*Recorded data*
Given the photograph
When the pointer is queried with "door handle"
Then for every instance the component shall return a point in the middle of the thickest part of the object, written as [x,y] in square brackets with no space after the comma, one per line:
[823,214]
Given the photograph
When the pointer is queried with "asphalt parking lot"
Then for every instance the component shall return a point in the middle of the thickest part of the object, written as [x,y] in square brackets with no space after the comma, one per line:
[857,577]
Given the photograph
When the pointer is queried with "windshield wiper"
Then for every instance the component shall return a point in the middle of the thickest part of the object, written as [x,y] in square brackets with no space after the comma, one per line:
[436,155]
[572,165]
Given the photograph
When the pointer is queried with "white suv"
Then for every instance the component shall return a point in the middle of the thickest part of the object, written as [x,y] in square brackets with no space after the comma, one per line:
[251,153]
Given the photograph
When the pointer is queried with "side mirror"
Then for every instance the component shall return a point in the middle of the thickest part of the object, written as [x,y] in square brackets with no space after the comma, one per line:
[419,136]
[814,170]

*What you need to do*
Reproduce every line of the material above, requests included, offsetting each x and y coordinate in the bracketed answers by -146.

*Exercise response*
Given the photograph
When the pointer is queried with "door handle"
Then for every instance the component shall return a point in the middle of the thickest part of the object, written as [x,y] in square brackets with no space after the comma, one per line:
[677,68]
Given the photograph
When the pointer is queried with "asphalt parking lot"
Then for every instance the component shall return a point in the middle of the thickest part of the object, written as [x,y] in square brackets with no space after the comma, one per line:
[711,431]
Given the photograph
When the pointer is queried with "windshield wiper"
Then for every instance the component shall return a point in the middle of the thickest part of the object, written as [x,y] in square brackets with no space after the comma, one per line:
[290,9]
[426,19]
Given the photograph
When the pointer is queried with "white suv"
Then for every instance the component shall return a point in the middle of the thickest part of the object, written as [x,y] in square brackets with no space after the comma, one per line:
[105,7]
Given the photograph
When the pointer is queried with "side mirror"
Then for every instance the component shall return a point in the middle of the thickest part of the object, written as [x,y] in square brackets with no space after the comma, one per line:
[273,-10]
[668,24]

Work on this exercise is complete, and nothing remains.